Begin Working data
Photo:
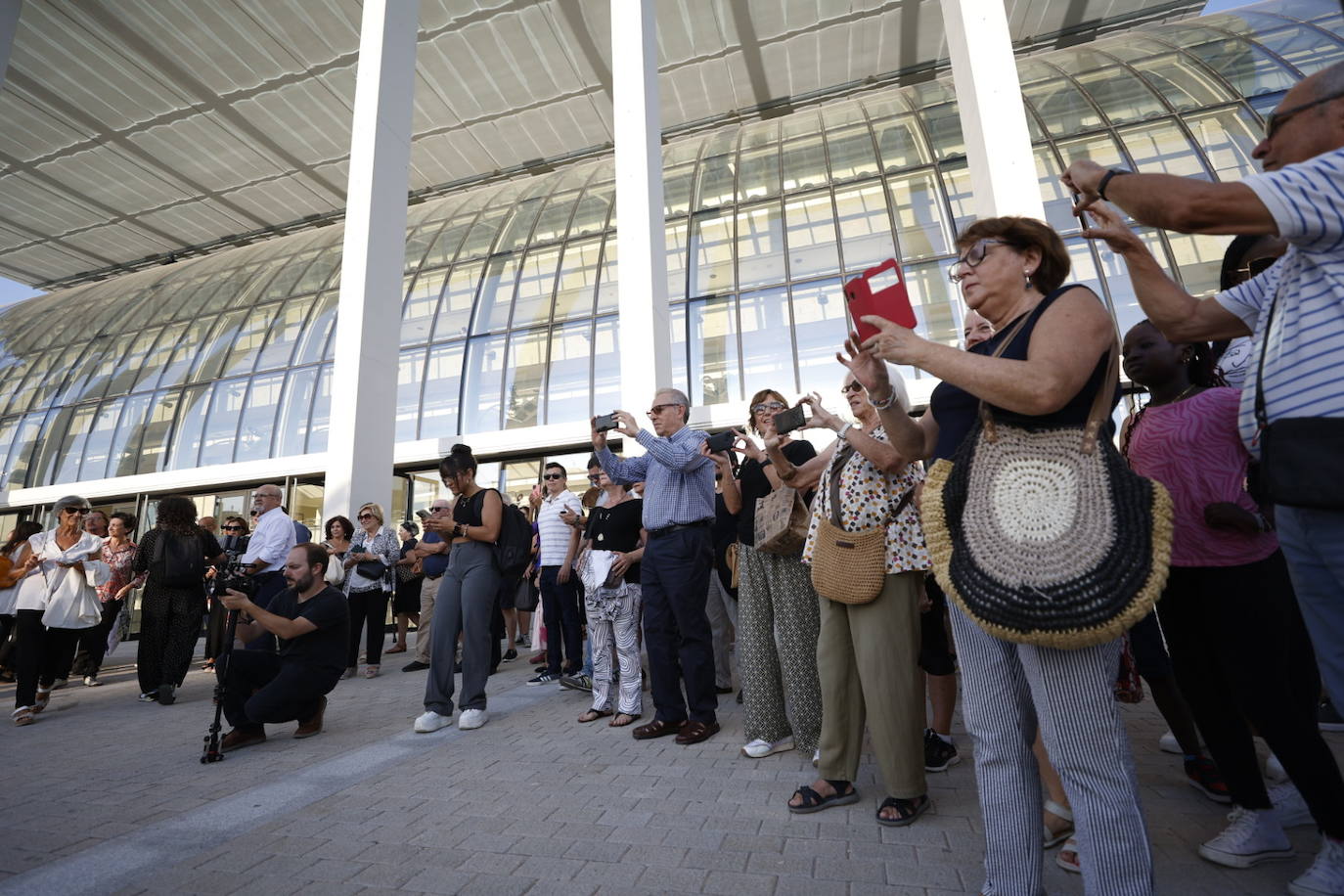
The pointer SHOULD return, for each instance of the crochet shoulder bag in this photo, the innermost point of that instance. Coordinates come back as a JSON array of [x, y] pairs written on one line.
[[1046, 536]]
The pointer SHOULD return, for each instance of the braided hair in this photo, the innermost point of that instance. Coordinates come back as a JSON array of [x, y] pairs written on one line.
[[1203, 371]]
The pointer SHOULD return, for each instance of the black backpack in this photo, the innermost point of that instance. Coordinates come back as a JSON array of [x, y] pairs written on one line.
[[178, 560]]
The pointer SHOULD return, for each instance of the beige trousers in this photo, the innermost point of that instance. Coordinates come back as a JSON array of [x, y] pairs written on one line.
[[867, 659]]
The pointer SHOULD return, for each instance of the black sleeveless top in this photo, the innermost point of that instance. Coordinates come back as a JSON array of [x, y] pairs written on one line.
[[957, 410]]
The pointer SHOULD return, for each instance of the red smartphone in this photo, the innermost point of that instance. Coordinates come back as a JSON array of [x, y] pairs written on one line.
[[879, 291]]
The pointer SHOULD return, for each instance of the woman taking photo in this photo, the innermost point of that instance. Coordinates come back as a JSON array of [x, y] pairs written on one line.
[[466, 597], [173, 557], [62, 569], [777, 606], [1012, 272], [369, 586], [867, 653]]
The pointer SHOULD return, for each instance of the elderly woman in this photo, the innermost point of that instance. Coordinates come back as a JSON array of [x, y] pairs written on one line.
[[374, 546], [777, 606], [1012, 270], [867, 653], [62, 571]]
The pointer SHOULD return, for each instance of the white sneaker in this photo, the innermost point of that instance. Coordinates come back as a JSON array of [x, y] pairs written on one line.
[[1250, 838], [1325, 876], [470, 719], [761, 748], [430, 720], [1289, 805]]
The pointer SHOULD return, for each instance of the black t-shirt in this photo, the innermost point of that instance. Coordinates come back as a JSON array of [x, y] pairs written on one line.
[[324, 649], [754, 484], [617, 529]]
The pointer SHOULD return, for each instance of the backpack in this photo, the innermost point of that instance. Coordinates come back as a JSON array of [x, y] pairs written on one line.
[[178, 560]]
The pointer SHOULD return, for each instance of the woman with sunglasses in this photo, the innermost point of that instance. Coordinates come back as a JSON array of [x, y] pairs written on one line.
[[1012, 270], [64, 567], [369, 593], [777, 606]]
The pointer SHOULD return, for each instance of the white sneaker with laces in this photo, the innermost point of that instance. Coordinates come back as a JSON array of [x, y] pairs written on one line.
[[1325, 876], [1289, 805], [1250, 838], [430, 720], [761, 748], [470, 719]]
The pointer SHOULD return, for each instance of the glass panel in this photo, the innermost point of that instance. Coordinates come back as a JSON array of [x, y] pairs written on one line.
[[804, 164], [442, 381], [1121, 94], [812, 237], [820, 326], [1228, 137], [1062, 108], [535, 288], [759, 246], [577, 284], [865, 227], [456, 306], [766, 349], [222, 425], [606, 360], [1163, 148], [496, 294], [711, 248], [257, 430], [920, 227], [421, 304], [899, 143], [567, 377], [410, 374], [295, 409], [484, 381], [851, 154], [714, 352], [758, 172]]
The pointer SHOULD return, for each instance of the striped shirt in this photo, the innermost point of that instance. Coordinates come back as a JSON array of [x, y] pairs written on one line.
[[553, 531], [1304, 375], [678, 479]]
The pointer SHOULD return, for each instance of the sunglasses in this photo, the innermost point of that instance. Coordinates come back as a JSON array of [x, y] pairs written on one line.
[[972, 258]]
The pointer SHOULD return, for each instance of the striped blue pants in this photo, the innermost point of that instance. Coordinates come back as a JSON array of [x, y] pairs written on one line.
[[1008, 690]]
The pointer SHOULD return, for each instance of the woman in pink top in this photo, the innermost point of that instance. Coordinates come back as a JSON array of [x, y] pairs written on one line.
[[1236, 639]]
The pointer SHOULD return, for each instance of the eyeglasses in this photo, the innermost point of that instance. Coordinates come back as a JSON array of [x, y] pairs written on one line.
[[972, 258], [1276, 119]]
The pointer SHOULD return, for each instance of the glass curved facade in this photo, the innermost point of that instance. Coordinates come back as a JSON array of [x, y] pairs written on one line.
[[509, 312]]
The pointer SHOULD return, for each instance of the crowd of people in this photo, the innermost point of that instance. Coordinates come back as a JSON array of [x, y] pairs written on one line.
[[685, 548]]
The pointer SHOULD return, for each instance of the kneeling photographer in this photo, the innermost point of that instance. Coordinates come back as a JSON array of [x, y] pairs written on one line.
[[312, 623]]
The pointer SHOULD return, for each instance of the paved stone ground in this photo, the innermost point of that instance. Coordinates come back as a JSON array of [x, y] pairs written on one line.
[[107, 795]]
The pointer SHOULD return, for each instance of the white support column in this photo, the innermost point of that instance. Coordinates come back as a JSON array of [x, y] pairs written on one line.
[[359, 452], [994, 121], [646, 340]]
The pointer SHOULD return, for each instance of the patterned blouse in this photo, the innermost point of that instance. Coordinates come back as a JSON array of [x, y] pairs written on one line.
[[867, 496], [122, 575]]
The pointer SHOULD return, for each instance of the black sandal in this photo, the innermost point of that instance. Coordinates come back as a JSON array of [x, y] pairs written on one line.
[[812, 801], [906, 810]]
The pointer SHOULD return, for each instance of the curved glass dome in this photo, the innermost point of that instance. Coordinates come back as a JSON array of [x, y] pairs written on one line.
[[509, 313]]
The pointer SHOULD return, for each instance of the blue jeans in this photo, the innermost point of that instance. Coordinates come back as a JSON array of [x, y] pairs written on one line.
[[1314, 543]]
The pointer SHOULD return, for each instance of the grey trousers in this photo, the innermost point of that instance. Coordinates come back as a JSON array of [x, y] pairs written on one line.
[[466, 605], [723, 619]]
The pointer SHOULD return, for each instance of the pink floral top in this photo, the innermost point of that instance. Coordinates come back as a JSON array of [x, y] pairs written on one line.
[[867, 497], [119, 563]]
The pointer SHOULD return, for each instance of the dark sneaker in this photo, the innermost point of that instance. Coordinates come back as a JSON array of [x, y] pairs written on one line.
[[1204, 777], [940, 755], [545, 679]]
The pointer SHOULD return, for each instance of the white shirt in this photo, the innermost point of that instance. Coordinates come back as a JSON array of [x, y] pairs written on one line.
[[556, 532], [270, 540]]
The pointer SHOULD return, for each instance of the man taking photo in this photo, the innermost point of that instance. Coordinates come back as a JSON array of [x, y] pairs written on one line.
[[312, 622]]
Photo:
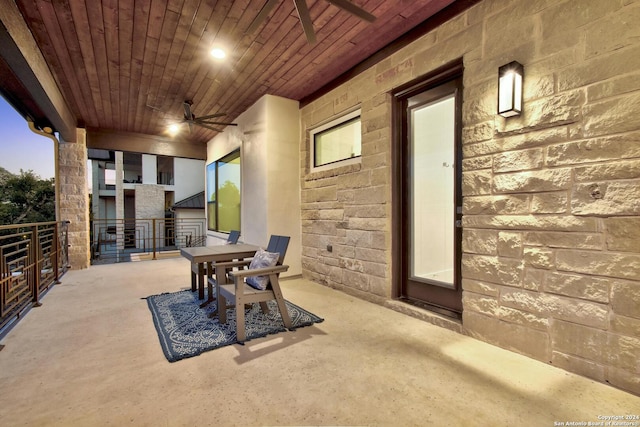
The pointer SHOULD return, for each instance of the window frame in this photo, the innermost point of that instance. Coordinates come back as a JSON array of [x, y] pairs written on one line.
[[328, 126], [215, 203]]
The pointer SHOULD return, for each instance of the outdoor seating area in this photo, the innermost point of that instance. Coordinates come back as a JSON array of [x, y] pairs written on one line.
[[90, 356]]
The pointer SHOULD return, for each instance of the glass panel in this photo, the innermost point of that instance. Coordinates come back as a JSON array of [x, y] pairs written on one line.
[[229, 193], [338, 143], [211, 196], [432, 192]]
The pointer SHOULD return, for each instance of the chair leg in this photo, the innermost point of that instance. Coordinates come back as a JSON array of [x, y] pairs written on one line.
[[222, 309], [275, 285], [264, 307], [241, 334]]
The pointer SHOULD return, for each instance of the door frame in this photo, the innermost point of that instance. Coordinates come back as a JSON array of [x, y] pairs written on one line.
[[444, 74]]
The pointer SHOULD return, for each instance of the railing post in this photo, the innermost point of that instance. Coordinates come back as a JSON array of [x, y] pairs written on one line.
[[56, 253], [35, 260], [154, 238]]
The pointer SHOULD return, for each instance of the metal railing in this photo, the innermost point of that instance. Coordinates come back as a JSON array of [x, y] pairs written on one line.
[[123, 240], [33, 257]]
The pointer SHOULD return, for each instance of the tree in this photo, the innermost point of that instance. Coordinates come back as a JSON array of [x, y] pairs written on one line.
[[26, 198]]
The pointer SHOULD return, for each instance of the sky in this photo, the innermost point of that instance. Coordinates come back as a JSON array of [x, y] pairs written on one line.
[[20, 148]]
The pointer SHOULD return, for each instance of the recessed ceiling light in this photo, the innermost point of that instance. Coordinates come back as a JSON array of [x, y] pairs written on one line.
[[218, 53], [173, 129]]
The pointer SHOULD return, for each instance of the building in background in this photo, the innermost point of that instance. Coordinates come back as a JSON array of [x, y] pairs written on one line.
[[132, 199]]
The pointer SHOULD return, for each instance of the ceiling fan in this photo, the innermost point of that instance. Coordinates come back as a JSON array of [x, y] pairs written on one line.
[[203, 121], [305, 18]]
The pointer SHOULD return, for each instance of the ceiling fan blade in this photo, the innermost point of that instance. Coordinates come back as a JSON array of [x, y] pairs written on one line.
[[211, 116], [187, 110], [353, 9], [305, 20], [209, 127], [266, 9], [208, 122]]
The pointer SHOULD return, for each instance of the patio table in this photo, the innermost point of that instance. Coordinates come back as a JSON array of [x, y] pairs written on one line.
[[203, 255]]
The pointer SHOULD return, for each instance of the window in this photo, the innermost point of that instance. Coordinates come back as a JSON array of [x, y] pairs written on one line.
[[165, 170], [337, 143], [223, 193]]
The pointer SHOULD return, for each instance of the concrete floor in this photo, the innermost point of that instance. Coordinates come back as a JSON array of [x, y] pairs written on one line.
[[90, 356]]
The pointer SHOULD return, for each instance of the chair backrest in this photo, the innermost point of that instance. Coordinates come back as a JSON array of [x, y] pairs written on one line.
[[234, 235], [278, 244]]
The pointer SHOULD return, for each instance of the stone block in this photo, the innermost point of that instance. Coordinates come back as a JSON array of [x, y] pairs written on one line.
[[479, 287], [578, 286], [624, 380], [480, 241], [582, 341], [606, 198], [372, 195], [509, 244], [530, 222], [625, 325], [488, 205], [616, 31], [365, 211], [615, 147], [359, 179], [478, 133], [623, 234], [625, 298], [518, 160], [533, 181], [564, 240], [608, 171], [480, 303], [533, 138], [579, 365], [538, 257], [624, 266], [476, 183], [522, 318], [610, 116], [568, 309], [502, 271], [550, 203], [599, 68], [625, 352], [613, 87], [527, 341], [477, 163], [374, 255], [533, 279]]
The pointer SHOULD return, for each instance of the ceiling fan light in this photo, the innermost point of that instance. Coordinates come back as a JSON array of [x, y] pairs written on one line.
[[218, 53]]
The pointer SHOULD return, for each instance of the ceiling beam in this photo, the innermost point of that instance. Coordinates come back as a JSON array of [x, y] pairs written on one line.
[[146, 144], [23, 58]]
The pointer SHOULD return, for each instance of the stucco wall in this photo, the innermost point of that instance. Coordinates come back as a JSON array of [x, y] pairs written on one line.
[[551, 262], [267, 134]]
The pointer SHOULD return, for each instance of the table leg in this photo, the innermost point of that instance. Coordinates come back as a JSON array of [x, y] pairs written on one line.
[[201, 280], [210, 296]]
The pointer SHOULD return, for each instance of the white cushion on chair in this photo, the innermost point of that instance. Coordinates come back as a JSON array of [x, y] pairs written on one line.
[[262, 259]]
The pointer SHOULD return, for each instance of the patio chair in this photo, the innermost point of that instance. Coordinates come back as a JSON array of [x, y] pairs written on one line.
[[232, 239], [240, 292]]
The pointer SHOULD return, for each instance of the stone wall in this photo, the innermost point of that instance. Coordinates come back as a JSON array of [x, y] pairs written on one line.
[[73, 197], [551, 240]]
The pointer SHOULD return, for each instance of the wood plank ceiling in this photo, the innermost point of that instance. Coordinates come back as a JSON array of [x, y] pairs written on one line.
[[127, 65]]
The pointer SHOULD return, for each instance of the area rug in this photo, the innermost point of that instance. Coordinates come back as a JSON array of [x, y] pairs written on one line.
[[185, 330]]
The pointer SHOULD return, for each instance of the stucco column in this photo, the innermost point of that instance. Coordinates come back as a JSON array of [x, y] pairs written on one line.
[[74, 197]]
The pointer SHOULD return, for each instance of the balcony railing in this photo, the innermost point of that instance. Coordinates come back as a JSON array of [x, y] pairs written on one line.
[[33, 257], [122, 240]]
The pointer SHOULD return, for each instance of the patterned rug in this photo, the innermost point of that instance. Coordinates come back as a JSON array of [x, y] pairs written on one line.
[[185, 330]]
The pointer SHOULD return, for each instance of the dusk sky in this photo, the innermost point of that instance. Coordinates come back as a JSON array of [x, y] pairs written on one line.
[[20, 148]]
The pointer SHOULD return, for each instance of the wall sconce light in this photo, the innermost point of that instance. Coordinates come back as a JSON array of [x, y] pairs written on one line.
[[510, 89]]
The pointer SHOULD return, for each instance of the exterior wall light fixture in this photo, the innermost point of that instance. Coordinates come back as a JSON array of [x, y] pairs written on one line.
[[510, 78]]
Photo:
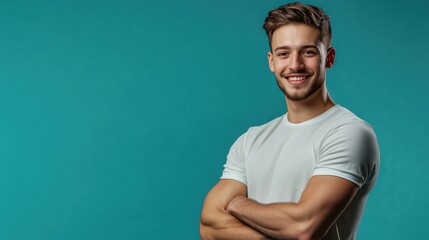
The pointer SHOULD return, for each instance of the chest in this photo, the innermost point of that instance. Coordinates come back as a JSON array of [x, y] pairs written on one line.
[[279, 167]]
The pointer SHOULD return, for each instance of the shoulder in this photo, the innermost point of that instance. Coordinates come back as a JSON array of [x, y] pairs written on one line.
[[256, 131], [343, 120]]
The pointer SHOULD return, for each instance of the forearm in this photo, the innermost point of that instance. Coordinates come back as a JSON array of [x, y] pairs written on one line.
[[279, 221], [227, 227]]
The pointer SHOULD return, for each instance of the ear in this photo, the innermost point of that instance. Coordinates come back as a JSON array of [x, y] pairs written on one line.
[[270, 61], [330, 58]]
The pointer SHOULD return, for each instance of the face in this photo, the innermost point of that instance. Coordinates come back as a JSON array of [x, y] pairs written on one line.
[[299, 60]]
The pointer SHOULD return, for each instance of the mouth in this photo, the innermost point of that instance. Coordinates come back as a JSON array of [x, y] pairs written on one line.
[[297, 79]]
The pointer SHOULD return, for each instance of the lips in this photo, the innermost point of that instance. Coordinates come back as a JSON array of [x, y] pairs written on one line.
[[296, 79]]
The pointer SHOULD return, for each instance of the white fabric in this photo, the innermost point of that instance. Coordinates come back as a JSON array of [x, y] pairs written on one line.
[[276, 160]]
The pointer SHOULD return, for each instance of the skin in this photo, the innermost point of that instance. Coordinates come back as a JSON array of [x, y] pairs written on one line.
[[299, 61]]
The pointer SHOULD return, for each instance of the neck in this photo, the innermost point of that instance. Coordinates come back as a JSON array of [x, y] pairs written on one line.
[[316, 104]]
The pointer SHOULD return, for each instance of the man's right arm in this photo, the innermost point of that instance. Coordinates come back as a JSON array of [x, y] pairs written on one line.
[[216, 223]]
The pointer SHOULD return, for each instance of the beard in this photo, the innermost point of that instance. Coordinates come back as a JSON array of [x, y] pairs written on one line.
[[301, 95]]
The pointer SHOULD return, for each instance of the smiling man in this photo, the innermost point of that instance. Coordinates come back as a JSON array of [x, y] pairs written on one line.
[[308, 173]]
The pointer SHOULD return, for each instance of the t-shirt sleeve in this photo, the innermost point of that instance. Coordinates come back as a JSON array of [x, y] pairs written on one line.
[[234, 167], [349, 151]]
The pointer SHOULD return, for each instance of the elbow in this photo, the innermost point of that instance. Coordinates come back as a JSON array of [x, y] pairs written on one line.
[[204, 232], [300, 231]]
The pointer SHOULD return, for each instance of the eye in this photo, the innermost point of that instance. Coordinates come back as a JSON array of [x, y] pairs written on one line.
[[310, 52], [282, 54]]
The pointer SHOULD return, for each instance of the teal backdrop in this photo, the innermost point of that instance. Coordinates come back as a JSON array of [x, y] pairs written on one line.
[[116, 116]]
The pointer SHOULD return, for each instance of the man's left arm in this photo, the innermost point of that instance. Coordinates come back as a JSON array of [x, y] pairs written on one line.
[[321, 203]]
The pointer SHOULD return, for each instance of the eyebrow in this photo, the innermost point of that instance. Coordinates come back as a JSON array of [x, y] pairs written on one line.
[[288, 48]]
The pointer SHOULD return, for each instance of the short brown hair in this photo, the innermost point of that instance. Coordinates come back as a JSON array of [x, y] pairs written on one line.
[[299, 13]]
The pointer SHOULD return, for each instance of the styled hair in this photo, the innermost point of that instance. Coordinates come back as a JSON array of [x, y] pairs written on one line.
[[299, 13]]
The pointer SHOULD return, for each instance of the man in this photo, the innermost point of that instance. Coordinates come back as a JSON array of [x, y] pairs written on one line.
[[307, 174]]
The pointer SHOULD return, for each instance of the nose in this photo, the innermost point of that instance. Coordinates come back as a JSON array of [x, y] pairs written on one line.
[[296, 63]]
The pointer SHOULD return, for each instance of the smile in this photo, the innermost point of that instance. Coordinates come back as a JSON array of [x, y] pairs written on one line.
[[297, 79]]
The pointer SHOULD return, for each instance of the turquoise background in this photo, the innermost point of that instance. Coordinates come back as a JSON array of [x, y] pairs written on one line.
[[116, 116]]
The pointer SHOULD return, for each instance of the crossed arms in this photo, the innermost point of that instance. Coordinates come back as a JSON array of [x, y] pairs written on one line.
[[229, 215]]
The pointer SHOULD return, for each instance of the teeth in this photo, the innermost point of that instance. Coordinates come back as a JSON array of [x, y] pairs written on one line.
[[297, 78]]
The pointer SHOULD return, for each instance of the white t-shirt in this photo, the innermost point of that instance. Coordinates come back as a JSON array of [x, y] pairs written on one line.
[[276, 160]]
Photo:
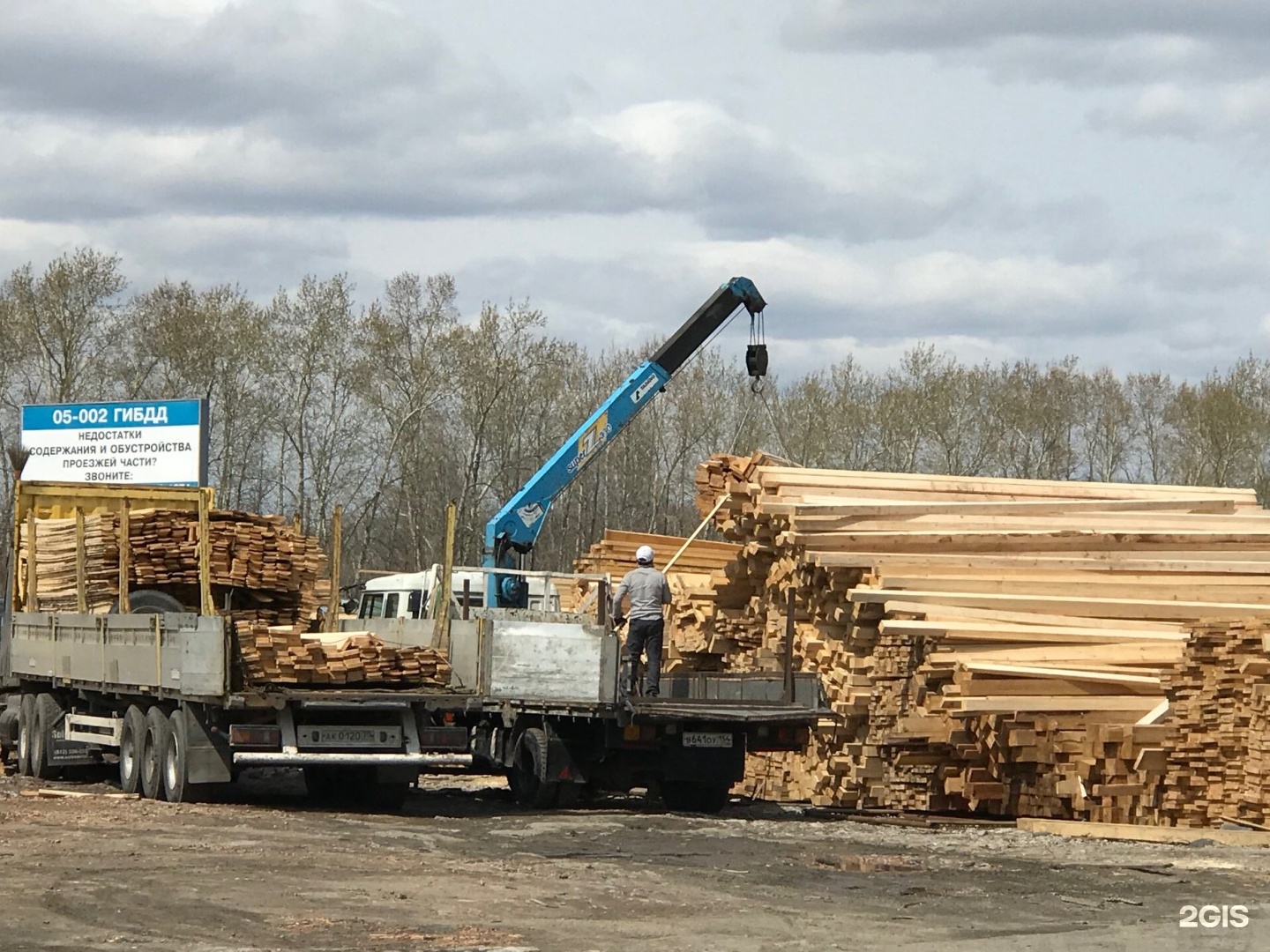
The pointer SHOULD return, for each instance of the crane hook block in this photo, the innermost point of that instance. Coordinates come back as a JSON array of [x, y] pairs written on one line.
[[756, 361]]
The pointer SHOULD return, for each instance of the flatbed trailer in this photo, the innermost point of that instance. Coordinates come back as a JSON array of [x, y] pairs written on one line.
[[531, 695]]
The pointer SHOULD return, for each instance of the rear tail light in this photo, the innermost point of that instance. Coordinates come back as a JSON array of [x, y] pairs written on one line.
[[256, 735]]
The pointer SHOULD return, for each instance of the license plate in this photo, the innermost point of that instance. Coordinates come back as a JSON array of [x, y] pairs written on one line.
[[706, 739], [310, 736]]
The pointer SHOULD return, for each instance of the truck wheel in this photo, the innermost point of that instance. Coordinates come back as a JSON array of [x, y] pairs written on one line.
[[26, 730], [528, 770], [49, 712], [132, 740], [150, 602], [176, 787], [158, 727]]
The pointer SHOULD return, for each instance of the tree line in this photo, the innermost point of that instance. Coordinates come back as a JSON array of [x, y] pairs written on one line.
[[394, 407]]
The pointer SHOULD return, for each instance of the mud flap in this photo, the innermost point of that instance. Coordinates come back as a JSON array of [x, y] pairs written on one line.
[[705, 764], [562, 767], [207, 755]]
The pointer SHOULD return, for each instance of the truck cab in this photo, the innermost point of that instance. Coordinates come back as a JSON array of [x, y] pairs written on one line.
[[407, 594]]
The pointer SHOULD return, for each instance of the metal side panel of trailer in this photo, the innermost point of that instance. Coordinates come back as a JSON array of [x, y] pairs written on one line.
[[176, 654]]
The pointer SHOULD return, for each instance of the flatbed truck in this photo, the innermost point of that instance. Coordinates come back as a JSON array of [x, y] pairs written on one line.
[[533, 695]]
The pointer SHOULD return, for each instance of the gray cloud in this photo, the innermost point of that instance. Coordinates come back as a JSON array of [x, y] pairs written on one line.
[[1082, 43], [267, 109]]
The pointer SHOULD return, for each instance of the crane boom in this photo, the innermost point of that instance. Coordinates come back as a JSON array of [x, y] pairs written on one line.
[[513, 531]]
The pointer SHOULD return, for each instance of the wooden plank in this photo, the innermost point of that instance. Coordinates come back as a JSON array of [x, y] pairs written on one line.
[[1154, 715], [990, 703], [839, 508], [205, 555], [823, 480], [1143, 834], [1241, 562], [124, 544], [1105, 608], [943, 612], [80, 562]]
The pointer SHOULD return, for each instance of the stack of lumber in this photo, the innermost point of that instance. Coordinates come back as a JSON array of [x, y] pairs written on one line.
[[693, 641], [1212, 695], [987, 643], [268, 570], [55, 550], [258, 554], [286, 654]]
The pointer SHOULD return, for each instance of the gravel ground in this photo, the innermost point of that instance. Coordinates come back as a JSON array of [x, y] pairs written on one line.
End Working data
| Instruction |
Reproduce the lines of the material above verbatim, starting at the line that contains "The pointer SHOULD return, for each instance of the lips" and ending at the line that contains "[[299, 61]]", with both of those lines included.

| Completed exercise |
The pointer SHOULD return, for each instance of the lips in this photo, the innermost point of that instance. Coordinates come back as a JSON array of [x, y] pairs written on one line.
[[296, 79]]
The pointer SHOULD return, for each instance of the white fabric in this photo, the innermost point of that instance. Coordinates come back as a JSON array of [x, y] pairs written on one line.
[[276, 160]]
The pointer SHOULD return, for each instance of the skin in this photo, the innermost point of that instance. Coordinates come back as a JSON array of [x, y] pairs written on one line.
[[299, 61]]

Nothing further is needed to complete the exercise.